Word-for-word transcription: reproduce all of the data, but not the pictures.

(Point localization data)

+ + + +

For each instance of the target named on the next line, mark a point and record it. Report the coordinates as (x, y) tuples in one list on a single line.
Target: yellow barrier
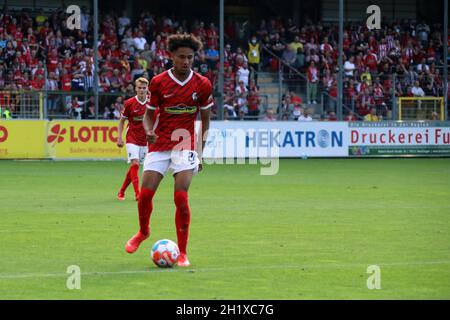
[(23, 139), (83, 140)]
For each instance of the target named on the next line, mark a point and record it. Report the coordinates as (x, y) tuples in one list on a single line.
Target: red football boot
[(183, 260), (121, 196), (134, 243)]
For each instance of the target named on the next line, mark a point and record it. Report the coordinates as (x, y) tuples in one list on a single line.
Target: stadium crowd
[(38, 51)]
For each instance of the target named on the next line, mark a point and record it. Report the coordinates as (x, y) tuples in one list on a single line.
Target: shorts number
[(191, 157)]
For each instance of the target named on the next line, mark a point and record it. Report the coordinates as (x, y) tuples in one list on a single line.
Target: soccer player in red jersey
[(177, 95), (136, 140)]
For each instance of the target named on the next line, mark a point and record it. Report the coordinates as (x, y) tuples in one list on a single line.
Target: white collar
[(178, 81), (142, 103)]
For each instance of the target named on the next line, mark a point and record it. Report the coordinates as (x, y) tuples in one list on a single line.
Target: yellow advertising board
[(23, 139), (83, 140)]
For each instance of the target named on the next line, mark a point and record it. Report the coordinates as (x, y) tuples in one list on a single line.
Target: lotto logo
[(83, 134), (58, 134)]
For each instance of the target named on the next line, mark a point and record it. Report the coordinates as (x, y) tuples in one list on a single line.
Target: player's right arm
[(123, 118), (120, 132), (148, 123), (149, 117)]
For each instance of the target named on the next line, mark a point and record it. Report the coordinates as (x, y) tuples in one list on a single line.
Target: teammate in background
[(178, 95), (136, 141)]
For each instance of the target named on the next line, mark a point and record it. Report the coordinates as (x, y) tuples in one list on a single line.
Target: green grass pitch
[(309, 232)]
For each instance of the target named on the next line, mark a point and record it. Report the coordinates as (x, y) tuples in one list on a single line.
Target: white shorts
[(136, 152), (177, 161)]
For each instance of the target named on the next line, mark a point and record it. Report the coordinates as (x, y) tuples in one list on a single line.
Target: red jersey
[(133, 111), (178, 104)]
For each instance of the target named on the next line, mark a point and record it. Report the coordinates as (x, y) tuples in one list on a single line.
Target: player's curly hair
[(186, 40)]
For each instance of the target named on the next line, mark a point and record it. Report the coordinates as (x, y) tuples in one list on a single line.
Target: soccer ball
[(165, 253)]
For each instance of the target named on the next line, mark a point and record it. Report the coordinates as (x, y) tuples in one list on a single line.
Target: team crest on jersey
[(181, 109)]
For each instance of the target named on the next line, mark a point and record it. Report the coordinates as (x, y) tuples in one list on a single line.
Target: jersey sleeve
[(154, 95), (206, 99)]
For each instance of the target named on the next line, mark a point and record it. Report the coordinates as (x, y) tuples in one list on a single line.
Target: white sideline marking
[(178, 269)]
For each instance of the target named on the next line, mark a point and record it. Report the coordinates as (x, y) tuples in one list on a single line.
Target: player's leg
[(126, 183), (134, 175), (183, 214), (155, 166), (133, 154), (150, 183), (184, 165)]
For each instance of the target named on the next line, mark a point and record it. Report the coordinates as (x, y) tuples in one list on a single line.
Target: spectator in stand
[(269, 116), (312, 81), (124, 23), (52, 99), (243, 74), (254, 57), (241, 99), (300, 58), (212, 56), (253, 102), (350, 116), (349, 67), (416, 90), (139, 41), (286, 109), (306, 116)]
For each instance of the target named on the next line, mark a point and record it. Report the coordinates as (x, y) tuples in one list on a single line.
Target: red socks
[(126, 183), (145, 207), (182, 219), (134, 176)]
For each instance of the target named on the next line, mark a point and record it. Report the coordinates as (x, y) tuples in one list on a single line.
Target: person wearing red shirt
[(212, 36), (178, 95), (38, 82), (136, 142), (350, 117), (253, 102), (371, 61)]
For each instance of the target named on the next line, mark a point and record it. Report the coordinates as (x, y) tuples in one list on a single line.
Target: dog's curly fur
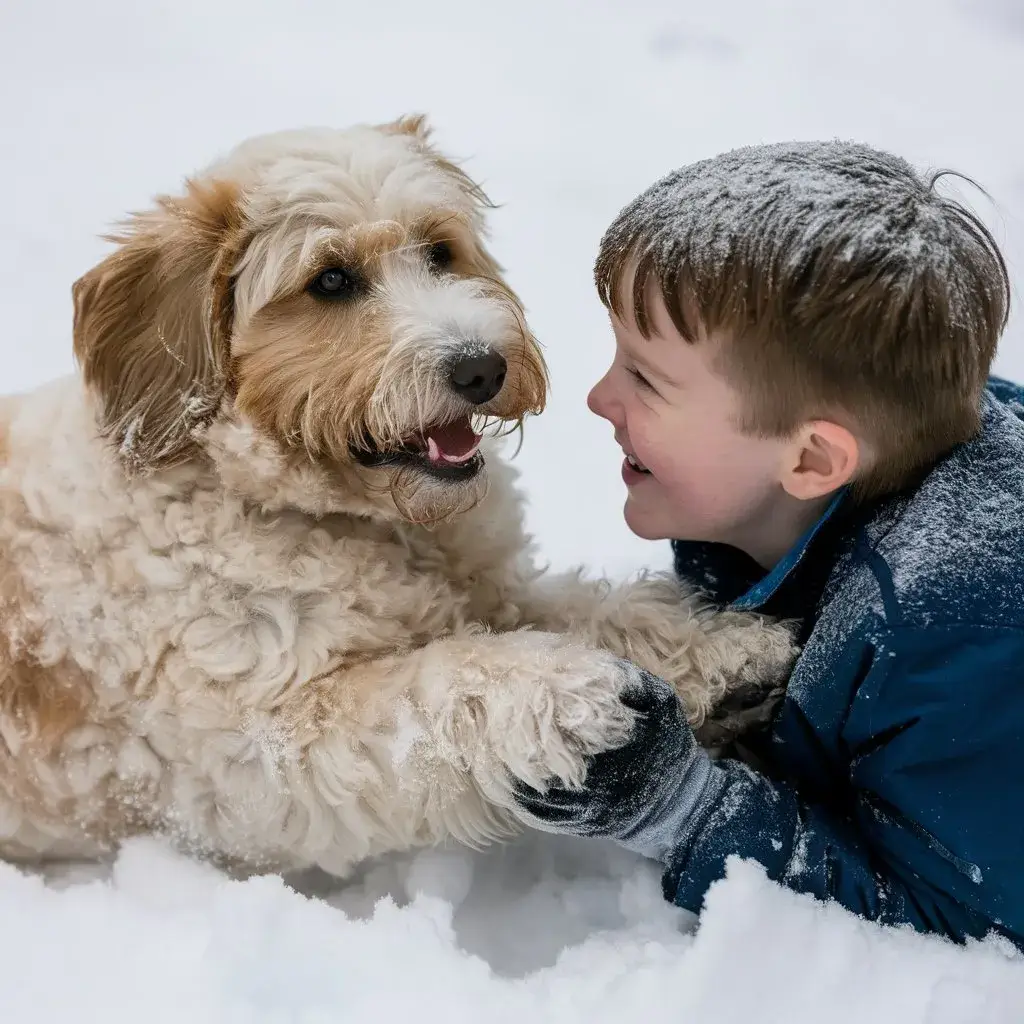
[(240, 603)]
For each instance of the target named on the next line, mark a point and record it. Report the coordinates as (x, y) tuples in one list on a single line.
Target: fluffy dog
[(262, 590)]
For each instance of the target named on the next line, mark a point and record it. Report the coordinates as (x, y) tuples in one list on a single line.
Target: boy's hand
[(641, 794)]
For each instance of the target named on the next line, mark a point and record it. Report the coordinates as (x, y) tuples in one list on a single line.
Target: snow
[(564, 111)]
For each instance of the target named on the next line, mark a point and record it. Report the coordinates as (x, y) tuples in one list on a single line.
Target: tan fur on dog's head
[(209, 310)]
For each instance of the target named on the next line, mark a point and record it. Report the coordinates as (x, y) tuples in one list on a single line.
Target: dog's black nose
[(478, 377)]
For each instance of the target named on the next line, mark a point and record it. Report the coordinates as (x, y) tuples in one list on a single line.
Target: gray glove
[(642, 794)]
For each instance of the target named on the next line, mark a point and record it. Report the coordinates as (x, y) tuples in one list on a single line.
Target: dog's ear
[(153, 323), (410, 124)]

+ + + +

* _PROBLEM SOLUTION_:
For each instance of the target named on the next line, mark a point and record it. Report the coordinates as (x, y) tuples in one list on a single line.
Target: yellow barrier
[(23, 139), (83, 140)]
For each instance of the target named on the next line, mark a point and record it. Report the coordinates as (x, y) tuples in one list on a single line.
Target: red football boot
[(183, 260), (121, 196), (134, 243)]
For each instance of the target named on the next line, mark a point and record it. Report the coordinates as (x, y) tuples in one list on a single line.
Target: stadium crowd
[(38, 51)]
For each instance of the target named on the next line, mark a point and record it. Report the coordinates as (x, y) tuples in one list on a single line.
Target: shorts number
[(191, 157)]
For each instance of the target named on the next line, mark a point and record it. Report the coordinates as (x, y) tuples in one list on a single line.
Target: soccer player in red jersey
[(177, 95), (136, 140)]
For each instance of the target named on the next line, mark a point and record it. Report the coordinates as (x, y) tuples in one list on a single line.
Target: white collar
[(178, 81), (142, 103)]
For each instance of the target named on the next line, mark a point and record it. Report the coordinates as (x, y) tuples in one list on a single line.
Target: yellow advertising board
[(23, 139), (83, 140)]
For each instance of the target named on the next line, mark a point and record it. Report the coordinates as (x, y) tuples in one list on a single line.
Target: lotto logo
[(83, 134), (58, 134)]
For each instance of the target named on the next line, mark a point and record it. Report the coordinates as (x, y) tuples in one list on a single line.
Target: player's right arm
[(123, 118), (120, 132), (148, 123), (149, 117)]
For each instance of the target named on the next line, mark a point and record it. Report the coordinates as (x, y) tuples in one list on a single line.
Target: teammate in background
[(178, 95), (136, 141)]
For each instance of the target named on the next line, mark a point and record it. Report the coordinates as (x, y) tuples in one list on a single line.
Target: green grass pitch
[(309, 232)]
For each instance of the target named on the next line, mark a point and record it. Report the coordinates as (x, y) tuples in one list on a single line.
Target: white shorts
[(136, 152), (177, 161)]
For each instance of the target named on the next line, mark a point and record it. Report the coordinates as (x, y) tuples in one list on a single line.
Target: red jersey
[(133, 111), (178, 104)]
For each instance of the target named on the next line, mark a point and record it. Report the coordinates as (x, y) tuples in one list on a single line.
Target: player's curly hair
[(186, 40)]
For each instance of the target named on the next line, mark a point and record it. Report the coordinates as (x, y) tuples in one list on a single line.
Target: soccer ball
[(165, 253)]
For each instance of the target named on the next line, mark a point and record it. Report the coordinates as (x, y) tuples in one list on a single line.
Target: team crest on jersey
[(181, 109)]
For each instance of the target named on the next line, mark a point and record it. Report the coordinates as (x, y) tuples in one list on a single line.
Target: jersey sleeve
[(154, 95), (206, 99)]
For each instance of the target named on the next line, mark a point and record it. Report the coordinates as (x, y) tuples in one list on a single line.
Target: white sideline marking
[(178, 269)]
For each instance of the target named on the next line, mark a point and record it. Report the coordinates as (x, y) tuples in one list on a single line.
Target: player's leg
[(126, 183), (134, 175), (183, 214), (155, 166), (133, 154), (150, 183), (184, 165)]
For each instance of the target named on the next line, mark a point and record it. Report the coordinates as (x, y) tuples in one list on a single line.
Target: spectator in stand
[(269, 116), (312, 81), (124, 23), (52, 99), (243, 74), (254, 57), (241, 99), (300, 58), (212, 56), (253, 102), (350, 116), (349, 67), (416, 90), (139, 41), (286, 109), (306, 116)]
For each instance of the target named on the next line, mark a point and record it. Report the coordinates as (x, y) tuples in one list on a single line.
Target: red socks
[(126, 183), (145, 207), (182, 219), (134, 176)]
For each instance of the target named on the next line, mark a point and record it. Report the coordinates as (x, y) tuples in one list on a single line.
Target: person wearing red shirt
[(212, 36), (178, 95), (38, 82), (136, 142), (350, 117), (253, 102), (371, 61)]
For each instance of the target named on the next line, mark a point and record it. Report the coordinates as (x, y) tuples in one list on a single line.
Target: dog's curly fur
[(240, 603)]
For each instance of the target named on the next line, mark a point and record it. Report the coordinates as (x, y) tuples in one list on a single line.
Target: fluffy dog
[(262, 590)]
For each instance of the target named on the next line, mark a point and record it. Report the coordinates as (x, y) tuples in one list on a single line.
Target: boy's hand
[(641, 794)]
For each instance of the target named on the next line, mark a point and record it. Report the coordinates as (x, y) tuples in one list on a single line.
Target: snow
[(564, 111)]
For each instance of the target named on the next line, mark a point and record it. Report the coordinates as (x, y) tuples in one list on a single line.
Target: tan fur on dog's head
[(209, 310)]
For each instance of the target named on the next line, mark a point and record it. Report the coordinates as (x, y) tuples in one list on a single line.
Target: dog's black nose
[(478, 377)]
For each instance of the target named on the next line, mark a point and record it. Report the coordinates as (x, y) tuples in one list on a single line.
Target: gray glove
[(642, 794)]
For each instance of the target named on the next line, mark a point and record it. Report the coordinates as (x, y) tuples in one list on a single line.
Target: dog's ear
[(153, 323), (410, 124)]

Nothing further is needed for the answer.